BEGIN Extract provided

Levin and his supporters on the right justify these changes as a way to restore balance to a system that he says puts too much control in the hands of (lately) left-leaning judges: “We go to the polls, vote, elect, and time after time, people we didn’t elect choose for us. Many sectors of the public look to the judicial system and do not find their voices heard,” he asserted. “That is not democracy.”
Critics of the changes call them a power grab, one that will hand more leverage to the haredi Orthodox parties, remove checks on the settlement movement and limit civil society groups’ ability to litigate on behalf of Israeli minorities.
To help me make sense of the claims on both sides, I turned to Tom Ginsburg of the University of Chicago, where he is the Leo Spitz Distinguished Service Professor of International Law and co-directs the Comparative Constitutions Project, which gathers and analyzes the constitutions of all independent nation-states. He’s also a Jew who has transformed a former synagogue on the South Side of Chicago into a cutting-edge arts space, and says what’s happening with Israel’s new governing coalition “raises my complicated relationship with the country.”
We spoke on Friday. Our conversation has been edited for length and clarity.
Jewish Telegraphic Agency: You have written about law in Israel, which lacks a constitution but relies on a series of “basic laws” to define its fundamental institutions. You’ve written that the Israeli judiciary had become “extremely powerful” — maybe too powerful — in imbuing the basic laws with a constitutional character, but worry that the current reforms will politicize the court in ways that will undermine Israeli democracy.

END Extract provided
BEGIN Records provided

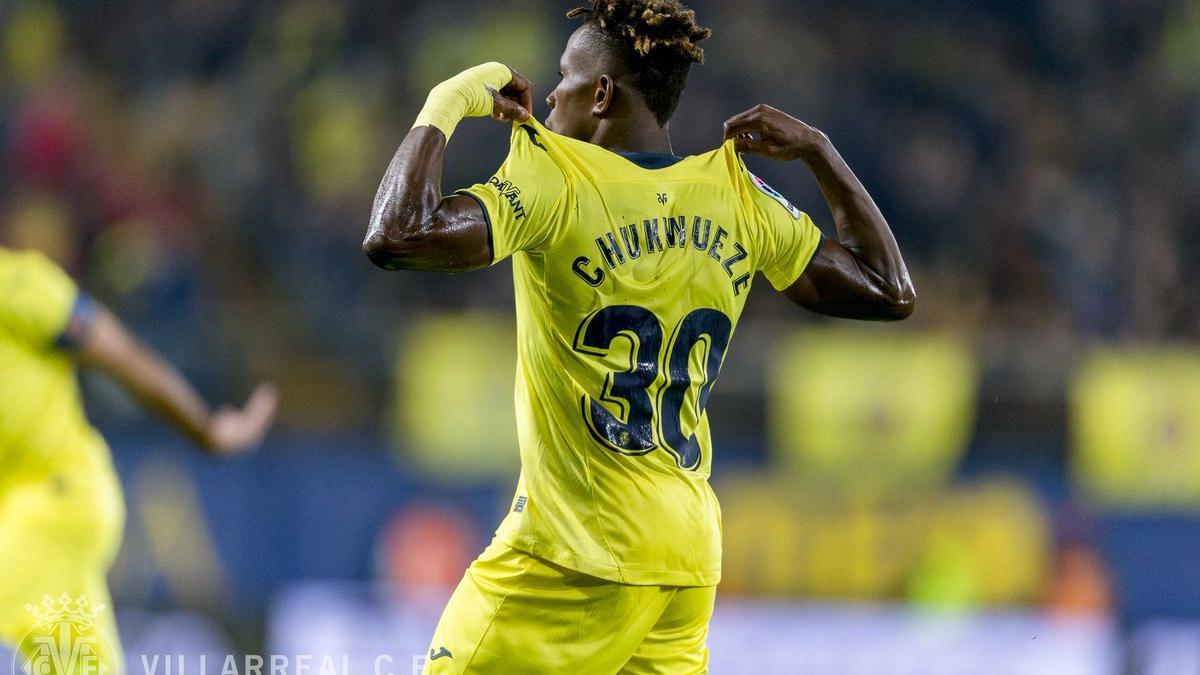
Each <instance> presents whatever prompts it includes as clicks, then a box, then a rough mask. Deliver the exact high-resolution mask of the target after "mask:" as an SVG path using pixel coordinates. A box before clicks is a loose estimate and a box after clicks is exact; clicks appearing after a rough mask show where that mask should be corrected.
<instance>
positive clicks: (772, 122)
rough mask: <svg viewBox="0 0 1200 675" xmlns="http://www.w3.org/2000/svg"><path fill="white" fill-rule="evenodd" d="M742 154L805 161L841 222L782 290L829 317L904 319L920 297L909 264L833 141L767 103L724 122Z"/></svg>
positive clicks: (877, 320)
mask: <svg viewBox="0 0 1200 675" xmlns="http://www.w3.org/2000/svg"><path fill="white" fill-rule="evenodd" d="M725 138H727V139H728V138H733V139H734V145H736V148H737V149H738V151H742V153H751V154H756V155H762V156H764V157H770V159H774V160H802V161H804V163H805V165H808V167H809V169H810V171H811V172H812V175H814V177H815V178H816V179H817V184H818V185H820V186H821V192H822V193H823V195H824V198H826V202H827V203H828V204H829V210H830V211H832V213H833V217H834V222H835V223H836V226H838V239H836V241H834V240H826V241H823V243H822V245H821V246H820V249H818V250H817V252H816V255H815V256H814V257H812V259H811V261H810V262H809V264H808V267H806V268H805V270H804V274H802V275H800V277H799V279H797V280H796V282H794V283H792V285H791V286H790V287H787V288H786V289H785V291H784V293H785V294H786V295H787V297H788V298H791V299H792V300H793V301H796V303H797V304H799V305H800V306H803V307H805V309H808V310H811V311H815V312H818V313H824V315H829V316H838V317H845V318H862V319H875V321H898V319H902V318H906V317H907V316H908V315H911V313H912V310H913V306H914V305H916V301H917V293H916V291H914V289H913V286H912V280H911V279H910V277H908V268H907V267H906V265H905V262H904V258H902V257H901V255H900V247H899V246H898V245H896V240H895V237H893V234H892V229H890V228H889V227H888V223H887V220H884V217H883V214H882V213H880V209H878V207H876V205H875V201H874V199H871V196H870V195H869V193H868V192H866V189H865V187H863V184H862V183H859V180H858V178H856V177H854V173H853V172H852V171H851V169H850V167H848V166H847V165H846V161H845V160H842V159H841V155H839V154H838V150H836V149H834V147H833V144H832V143H830V142H829V138H828V137H827V136H826V135H824V133H822V132H821V131H818V130H816V129H814V127H811V126H809V125H806V124H804V123H803V121H800V120H798V119H796V118H792V117H791V115H787V114H786V113H782V112H780V110H776V109H774V108H772V107H769V106H762V104H760V106H756V107H755V108H751V109H749V110H746V112H744V113H742V114H739V115H736V117H733V118H731V119H730V120H728V121H726V123H725Z"/></svg>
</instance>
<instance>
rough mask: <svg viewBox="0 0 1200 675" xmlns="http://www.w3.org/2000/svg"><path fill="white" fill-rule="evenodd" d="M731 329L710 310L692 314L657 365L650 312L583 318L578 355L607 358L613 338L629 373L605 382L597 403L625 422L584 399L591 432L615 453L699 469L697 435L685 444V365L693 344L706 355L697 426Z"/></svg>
mask: <svg viewBox="0 0 1200 675" xmlns="http://www.w3.org/2000/svg"><path fill="white" fill-rule="evenodd" d="M732 329H733V324H732V322H730V317H727V316H725V315H724V313H721V312H719V311H716V310H713V309H700V310H694V311H692V312H691V313H689V315H688V316H685V317H684V318H683V321H680V322H679V324H678V325H676V327H674V330H673V331H672V335H671V345H670V348H668V350H667V351H666V353H665V354H662V363H661V365H660V360H659V354H660V353H662V323H661V322H660V321H659V318H658V317H656V316H654V312H652V311H650V310H648V309H646V307H640V306H636V305H612V306H607V307H604V309H602V310H598V311H595V312H593V313H590V315H588V317H587V318H584V319H583V323H582V324H580V329H578V331H577V333H576V336H575V350H576V351H578V352H583V353H586V354H594V356H605V354H607V353H608V350H611V348H612V344H613V341H614V340H617V339H618V337H625V339H626V340H629V341H630V347H631V348H630V364H629V369H628V370H625V371H623V372H610V374H608V375H607V376H605V384H604V392H602V393H601V395H600V401H604V402H607V404H612V405H616V406H618V407H619V408H620V411H622V417H624V422H623V420H622V417H618V416H616V414H613V413H612V412H610V411H608V408H606V407H605V406H602V405H600V401H598V400H595V399H593V398H590V396H583V400H582V407H583V422H584V423H586V424H587V426H588V430H589V431H592V435H593V436H595V437H596V440H598V441H600V442H601V443H604V444H605V446H607V447H610V448H612V449H614V450H618V452H622V453H625V454H631V455H643V454H647V453H649V452H652V450H654V449H655V448H658V447H664V448H666V449H667V450H670V452H671V453H672V454H673V455H674V456H676V461H677V462H678V464H679V466H680V467H682V468H688V470H694V468H696V467H698V466H700V459H701V458H700V444H698V443H697V442H696V435H695V434H689V435H688V436H684V432H683V428H682V426H683V425H682V420H680V413H682V410H683V404H684V399H685V398H686V395H688V390H689V389H690V388H691V375H690V372H689V370H688V362H689V359H690V358H691V351H692V348H695V347H696V345H697V344H703V345H704V346H706V347H707V350H706V352H707V354H706V357H704V381H703V382H701V383H700V392H698V394H697V396H696V417H697V419H698V417H700V413H702V412H703V411H704V405H706V404H707V402H708V393H709V392H710V390H712V389H713V383H714V382H715V381H716V376H718V374H719V372H720V370H721V362H722V360H724V358H725V350H726V347H728V345H730V333H731V331H732ZM661 368H665V369H666V372H667V378H666V383H665V384H664V386H662V387H661V388H660V389H659V392H658V396H656V400H655V399H652V396H650V387H652V386H653V384H654V382H655V381H656V380H658V377H659V370H660V369H661ZM655 412H658V414H655ZM659 440H661V442H660V441H659Z"/></svg>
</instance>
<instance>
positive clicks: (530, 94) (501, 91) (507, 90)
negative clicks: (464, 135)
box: [490, 66, 533, 121]
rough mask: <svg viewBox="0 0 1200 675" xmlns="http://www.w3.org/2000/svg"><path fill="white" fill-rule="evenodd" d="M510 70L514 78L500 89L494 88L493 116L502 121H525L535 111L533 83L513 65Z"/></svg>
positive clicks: (513, 77) (492, 100)
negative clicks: (497, 90) (495, 89)
mask: <svg viewBox="0 0 1200 675" xmlns="http://www.w3.org/2000/svg"><path fill="white" fill-rule="evenodd" d="M509 70H510V71H512V79H511V80H510V82H509V83H508V84H505V85H504V86H503V88H500V90H499V91H497V90H494V89H493V90H492V101H493V103H494V104H493V106H492V118H493V119H498V120H500V121H524V120H527V119H529V115H530V114H532V113H533V85H532V84H529V80H528V79H526V78H524V76H523V74H521V73H518V72H517V71H515V70H512V67H511V66H510V67H509ZM490 89H491V88H490Z"/></svg>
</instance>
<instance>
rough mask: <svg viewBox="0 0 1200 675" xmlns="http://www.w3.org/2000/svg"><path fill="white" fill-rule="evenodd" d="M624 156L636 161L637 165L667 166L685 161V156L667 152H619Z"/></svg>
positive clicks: (619, 153)
mask: <svg viewBox="0 0 1200 675" xmlns="http://www.w3.org/2000/svg"><path fill="white" fill-rule="evenodd" d="M617 154H618V155H620V156H622V157H625V159H626V160H629V161H631V162H634V163H635V165H637V166H640V167H642V168H648V169H655V168H667V167H668V166H671V165H674V163H676V162H679V161H683V157H677V156H676V155H668V154H666V153H617Z"/></svg>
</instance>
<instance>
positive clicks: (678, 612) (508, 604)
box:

END Records provided

Carry on the interview about Israel's judicial overhaul from the point where it stops. The records have no connection to the text on Israel's judicial changes.

● Reply to the exercise
Tom Ginsburg: The proposed reforms were a campaign promise of certain elements of this coalition who have had longstanding grievances against the Israeli judiciary. The Israeli judiciary over the last decades has indeed become extremely powerful and important in writing or rewriting a constitution for Israel, promoting human rights and serving as a check and balance in a unicameral parliamentary system where the legislature can do anything it wants as a formal matter. A lot of people have had problems with that at the level of theory and practice. So there have been some reforms, and the court has, in my view, cut back on its activism in recent decades and in some sense has been more responsive to the center of the country. But there’s longstanding grievances from the political right, and that’s the context of these proposals.
A lot of the concerns about the new government in Israel are coming from the American Jewish left. But in an American context, the American Jewish left also has a big problem with the United States Supreme Court, because they see it as being too activist on the right. So in some ways isn’t the new Israeli government looking to do what American Jewish liberals dream of doing in this country?
Isn’t that funny? But the context is really different. The basic point is that judicial independence is a really good thing. Judicial accountability is a really good thing. And if you study high courts around the world, as I do, you see that there’s kind of a calibration, a balancing of institutional factors which lead towards more independence or more accountability and sometimes things switch around over time.
Israeli Justice Minister Yariv Levin holds a press conference at the Knesset, the Israeli parliament in Jerusalem, Jan. 4, 2023. (Olivier Fitoussi/Flash90)
You mean “accountability” in the sense that courts should be accountable to the public.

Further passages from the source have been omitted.